Something else is revealed in these scenes. Where we have been led to believe that Scottie, free, “independent,” has, to this point, been doing what he wants when he wants to do it, the true nature of his actions now becomes clear. His life is as scripted as Judy’s, except that he retains the illusion he is acting out his own will. When he suggests the two of them visit San Juan Bautista at noon that day, he believes he is doing so because he has found the solution to her problem, because he wants to help her. But he is actually doing so because Elster has fed Judy a description of San Juan Bautista, the place where he wants to dispose of his wife’s strangled corpse.
…
How much of Vertigo takes place in Elster’s head before it takes place on screen? How much of it remains in Elster’s head? It isn’t Scottie’s fantasy we’re watching, is it? It’s Elster’s.

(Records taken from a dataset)

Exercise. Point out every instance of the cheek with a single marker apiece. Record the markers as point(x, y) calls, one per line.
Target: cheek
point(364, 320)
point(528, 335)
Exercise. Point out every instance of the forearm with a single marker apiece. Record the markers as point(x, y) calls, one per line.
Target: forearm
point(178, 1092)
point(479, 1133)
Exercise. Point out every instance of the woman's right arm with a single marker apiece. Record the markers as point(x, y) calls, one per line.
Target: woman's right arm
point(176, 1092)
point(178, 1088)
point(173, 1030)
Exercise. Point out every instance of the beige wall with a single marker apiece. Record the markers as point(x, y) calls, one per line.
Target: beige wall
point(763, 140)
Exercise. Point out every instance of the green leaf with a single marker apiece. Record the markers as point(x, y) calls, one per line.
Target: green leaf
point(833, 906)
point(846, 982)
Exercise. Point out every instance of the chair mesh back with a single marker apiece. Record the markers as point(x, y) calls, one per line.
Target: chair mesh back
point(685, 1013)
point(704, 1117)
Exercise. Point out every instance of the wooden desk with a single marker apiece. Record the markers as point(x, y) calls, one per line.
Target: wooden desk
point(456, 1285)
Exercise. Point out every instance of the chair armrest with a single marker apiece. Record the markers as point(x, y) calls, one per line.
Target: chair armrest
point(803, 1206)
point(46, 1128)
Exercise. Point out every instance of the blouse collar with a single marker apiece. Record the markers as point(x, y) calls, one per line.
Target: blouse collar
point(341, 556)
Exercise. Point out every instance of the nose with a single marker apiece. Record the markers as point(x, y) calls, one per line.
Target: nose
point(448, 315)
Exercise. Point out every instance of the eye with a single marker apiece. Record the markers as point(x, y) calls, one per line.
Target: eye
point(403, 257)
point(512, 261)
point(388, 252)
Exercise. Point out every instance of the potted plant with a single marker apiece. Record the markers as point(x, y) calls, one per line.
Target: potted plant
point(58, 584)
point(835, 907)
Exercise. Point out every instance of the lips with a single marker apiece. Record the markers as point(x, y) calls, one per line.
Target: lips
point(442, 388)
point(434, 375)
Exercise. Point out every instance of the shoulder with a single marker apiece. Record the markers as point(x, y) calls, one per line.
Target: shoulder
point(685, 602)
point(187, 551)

* [Questions to answer]:
a) Using the Vertigo excerpt, decide whether each statement agrees with it: (i) Scottie proposes that he and Judy visit San Juan Bautista at noon that day; (ii) Scottie is aware that his actions are scripted; (iii) Elster gave Judy a description of San Juan Bautista. Answer yes or no for each, quoting the words from the excerpt that decide it.
b) Name every character in the Vertigo excerpt who is identified by name.
The listing is not needed here.

* [Task solutions]:
a)
(i) Yes: "When he suggests the two of them visit San Juan Bautista at noon that day"
(ii) No: "he retains the illusion he is acting out his own will"
(iii) Yes: "Elster has fed Judy a description of San Juan Bautista"

b) Scottie, Judy, Elster